Records from a data source:
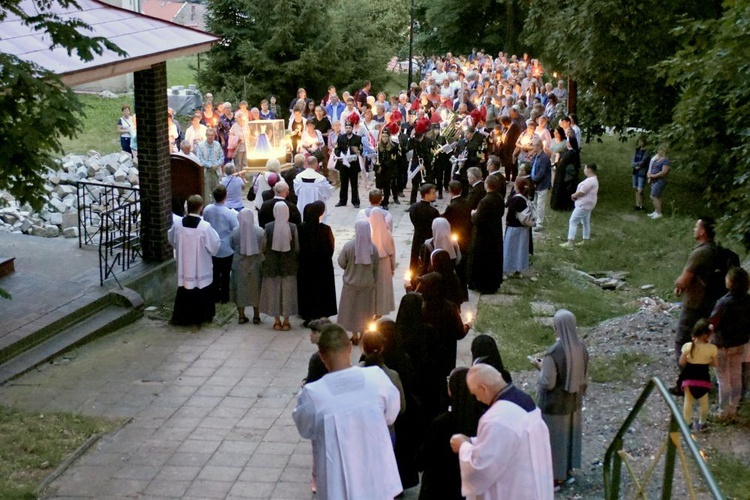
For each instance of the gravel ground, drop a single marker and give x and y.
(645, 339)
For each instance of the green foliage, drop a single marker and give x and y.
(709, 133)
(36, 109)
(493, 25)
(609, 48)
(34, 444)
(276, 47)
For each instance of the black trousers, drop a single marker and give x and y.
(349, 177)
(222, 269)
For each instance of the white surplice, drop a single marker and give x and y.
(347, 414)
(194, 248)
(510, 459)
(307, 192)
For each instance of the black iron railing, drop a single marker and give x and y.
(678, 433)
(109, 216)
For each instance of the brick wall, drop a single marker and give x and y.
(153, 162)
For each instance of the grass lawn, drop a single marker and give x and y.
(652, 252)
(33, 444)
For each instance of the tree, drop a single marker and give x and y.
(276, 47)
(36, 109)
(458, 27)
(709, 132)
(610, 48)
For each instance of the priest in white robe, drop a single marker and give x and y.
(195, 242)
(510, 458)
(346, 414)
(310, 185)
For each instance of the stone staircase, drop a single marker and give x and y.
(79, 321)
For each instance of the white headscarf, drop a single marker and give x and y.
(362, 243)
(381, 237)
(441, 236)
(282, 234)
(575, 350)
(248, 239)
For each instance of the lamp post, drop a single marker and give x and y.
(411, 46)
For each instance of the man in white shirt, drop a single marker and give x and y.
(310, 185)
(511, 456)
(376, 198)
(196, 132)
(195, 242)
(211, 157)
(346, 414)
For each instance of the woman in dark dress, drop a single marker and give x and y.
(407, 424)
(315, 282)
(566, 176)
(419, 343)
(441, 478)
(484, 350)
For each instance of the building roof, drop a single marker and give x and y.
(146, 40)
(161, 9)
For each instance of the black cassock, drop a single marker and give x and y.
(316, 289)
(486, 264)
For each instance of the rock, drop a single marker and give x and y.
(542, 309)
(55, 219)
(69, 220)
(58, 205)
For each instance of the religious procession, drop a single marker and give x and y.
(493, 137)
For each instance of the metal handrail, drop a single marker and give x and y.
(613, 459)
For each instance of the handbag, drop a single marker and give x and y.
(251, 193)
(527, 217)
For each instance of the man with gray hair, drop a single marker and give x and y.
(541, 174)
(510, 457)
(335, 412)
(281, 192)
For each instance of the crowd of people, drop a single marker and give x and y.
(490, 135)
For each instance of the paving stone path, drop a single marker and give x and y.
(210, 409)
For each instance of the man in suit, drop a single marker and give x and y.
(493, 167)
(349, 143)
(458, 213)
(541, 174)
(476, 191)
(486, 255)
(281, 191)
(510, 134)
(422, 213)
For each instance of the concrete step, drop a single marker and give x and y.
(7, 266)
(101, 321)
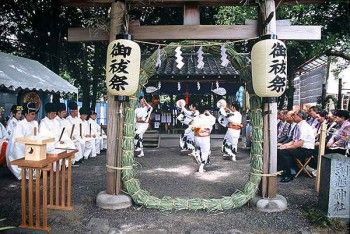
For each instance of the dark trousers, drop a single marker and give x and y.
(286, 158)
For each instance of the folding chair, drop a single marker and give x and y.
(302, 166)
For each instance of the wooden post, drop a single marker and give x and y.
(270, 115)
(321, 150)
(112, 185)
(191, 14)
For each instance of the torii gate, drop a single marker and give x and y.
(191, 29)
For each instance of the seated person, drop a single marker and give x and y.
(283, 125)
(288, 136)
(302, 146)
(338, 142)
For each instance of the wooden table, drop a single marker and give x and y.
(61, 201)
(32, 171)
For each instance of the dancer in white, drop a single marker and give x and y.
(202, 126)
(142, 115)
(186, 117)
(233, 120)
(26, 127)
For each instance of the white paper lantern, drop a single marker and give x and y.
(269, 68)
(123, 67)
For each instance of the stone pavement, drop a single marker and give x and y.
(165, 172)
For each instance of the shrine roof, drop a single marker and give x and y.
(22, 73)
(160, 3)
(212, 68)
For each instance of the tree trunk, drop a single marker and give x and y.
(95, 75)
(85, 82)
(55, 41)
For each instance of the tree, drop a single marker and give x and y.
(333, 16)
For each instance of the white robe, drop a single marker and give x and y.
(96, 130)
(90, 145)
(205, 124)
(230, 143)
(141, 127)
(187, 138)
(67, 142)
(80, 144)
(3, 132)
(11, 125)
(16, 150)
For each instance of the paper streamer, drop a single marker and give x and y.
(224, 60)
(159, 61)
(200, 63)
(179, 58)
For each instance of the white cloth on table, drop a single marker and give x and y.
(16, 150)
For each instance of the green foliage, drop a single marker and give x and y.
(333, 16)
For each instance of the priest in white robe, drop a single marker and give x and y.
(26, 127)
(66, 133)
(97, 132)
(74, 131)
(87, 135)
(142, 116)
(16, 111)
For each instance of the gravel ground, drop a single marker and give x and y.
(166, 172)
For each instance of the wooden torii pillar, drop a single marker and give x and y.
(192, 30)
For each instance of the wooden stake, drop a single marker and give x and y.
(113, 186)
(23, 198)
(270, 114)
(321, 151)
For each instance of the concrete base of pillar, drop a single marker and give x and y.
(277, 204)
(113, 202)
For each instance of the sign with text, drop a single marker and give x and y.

Instructions for the task:
Take the entries shown above and quote them verbatim, passing over the pictures.

Solution to this problem:
For each instance of the gravel ground, drop a single marker and give x and y.
(645, 339)
For each instance of the green foliage, drop a single marker and give x and y.
(709, 133)
(36, 109)
(493, 25)
(609, 48)
(34, 444)
(276, 47)
For each instance of the black trousers, drop a single marker and give x and y.
(349, 177)
(222, 269)
For each instance of the white surplice, drop a single marker and give x and y.
(347, 414)
(194, 248)
(510, 459)
(307, 192)
For each instance of the black iron railing, drop a single marker and give x and y.
(678, 433)
(109, 216)
For each instance of the brick wall, drop a single marker and give x and y.
(153, 162)
For each instance of the grass lawn, drop a single marker and give x and y.
(652, 252)
(33, 444)
For each instance of the tree, drop a single marker and give x and y.
(276, 47)
(36, 109)
(458, 27)
(709, 132)
(610, 48)
For each instance of the priest in white robe, drop a single marker and give x and y.
(195, 242)
(510, 458)
(346, 414)
(310, 185)
For each instance of the stone staircase, drop a single marker and give x and y.
(79, 321)
For each instance of the white headscarf, drop a single marker and give x and y.
(362, 243)
(381, 237)
(441, 236)
(282, 234)
(575, 350)
(248, 239)
For each instance of the lamp post, drop a single marker and give x and y.
(411, 46)
For each instance of the man in white shirt, drop a single marker and give x and y.
(310, 185)
(511, 456)
(376, 198)
(196, 132)
(195, 242)
(211, 157)
(346, 414)
For each instance of the woman in dark dress, drop a single marker and give x and y.
(407, 424)
(315, 282)
(566, 176)
(419, 343)
(441, 478)
(484, 350)
For each instance of the building roof, drop a single marker and give x and y.
(146, 40)
(161, 9)
For each instance of the black cassock, drop a single marker and give x and y.
(316, 289)
(486, 264)
For each instance of the rock, drop a single marker and give x and y.
(542, 309)
(55, 219)
(69, 220)
(58, 205)
For each instance of the religious procession, drop a single marker and give x and y.
(493, 137)
For each instance of the metal handrail, drop a single marker and give x and y.
(613, 459)
For each instance of the handbag, drop a single marker and give x and y.
(251, 193)
(527, 217)
For each instance of the man with gray hair, drop a single marker and give x and y.
(541, 174)
(510, 457)
(335, 412)
(281, 192)
For each instance of the crowd of people, drop a single marker and give x and y.
(490, 135)
For each instance of the paving stone path, drop a single marker and give x and y.
(210, 409)
For each instance of the man in suit, drop a single marker and give x and y.
(493, 167)
(349, 143)
(458, 213)
(541, 174)
(476, 191)
(486, 255)
(281, 191)
(510, 134)
(422, 213)
For each instance of the concrete step, drop a single marker and give x and y.
(7, 266)
(101, 321)
For each instance of the dark trousers, drop a single marker and give x and y.
(286, 158)
For each instance of the folding chair, drop a single marker and give x and y.
(302, 166)
For each instance of the wooden post, drop a single marker and give x and y.
(270, 115)
(321, 150)
(112, 185)
(191, 14)
For each instance of the torii gate, drop a single marker and give x and y.
(191, 29)
For each instance of the seated person, drop a single marker and give x and y.
(283, 125)
(288, 136)
(302, 146)
(338, 142)
For each instance of the wooden table, drop a single marker and give x and y.
(61, 201)
(32, 171)
For each instance of the dancer in white, drop a single marker and give x and y.
(202, 126)
(142, 115)
(186, 117)
(233, 120)
(26, 127)
For each instance of the white paper lantern, drop a single marker and give x and y.
(269, 68)
(123, 67)
For each instance of the stone pavement, drop a single marker and give x and y.
(165, 172)
For each instance of the shrine roof, drop a single marker and give x and y.
(22, 73)
(160, 3)
(212, 68)
For each instance of the tree trunk, drop a single marker and give x and y.
(95, 75)
(85, 82)
(55, 41)
For each instance of the tree, drop a single marker and give x and y.
(333, 16)
For each instance of the white robe, drop a single marker and give x and y.
(96, 130)
(90, 145)
(205, 124)
(230, 143)
(141, 127)
(187, 138)
(67, 142)
(80, 144)
(3, 132)
(11, 125)
(16, 150)
For each instance of the paper streamer, drop a single marker and give x and y.
(224, 60)
(159, 61)
(200, 63)
(179, 58)
For each instance of the white cloth on table, drop a single marker and give x and y.
(16, 150)
For each instance of the green foliage, drop a single marker and give x and y.
(333, 16)
For each instance of the priest in white robe, drop a single marker and give x and y.
(26, 127)
(66, 133)
(97, 132)
(74, 131)
(87, 135)
(142, 116)
(16, 111)
For each instance of the gravel ground, drop a single marker and give x and y.
(166, 172)
For each instance of the wooden torii pillar, drop a single marker and give x and y.
(192, 30)
For each instance of the wooden stake, drop a single marker and give x and y.
(113, 186)
(23, 198)
(270, 114)
(321, 151)
For each instance of the concrete base of pillar, drop a single marker and give x and y.
(277, 204)
(113, 202)
For each instance of the sign with text, drop a single marker and give x and y.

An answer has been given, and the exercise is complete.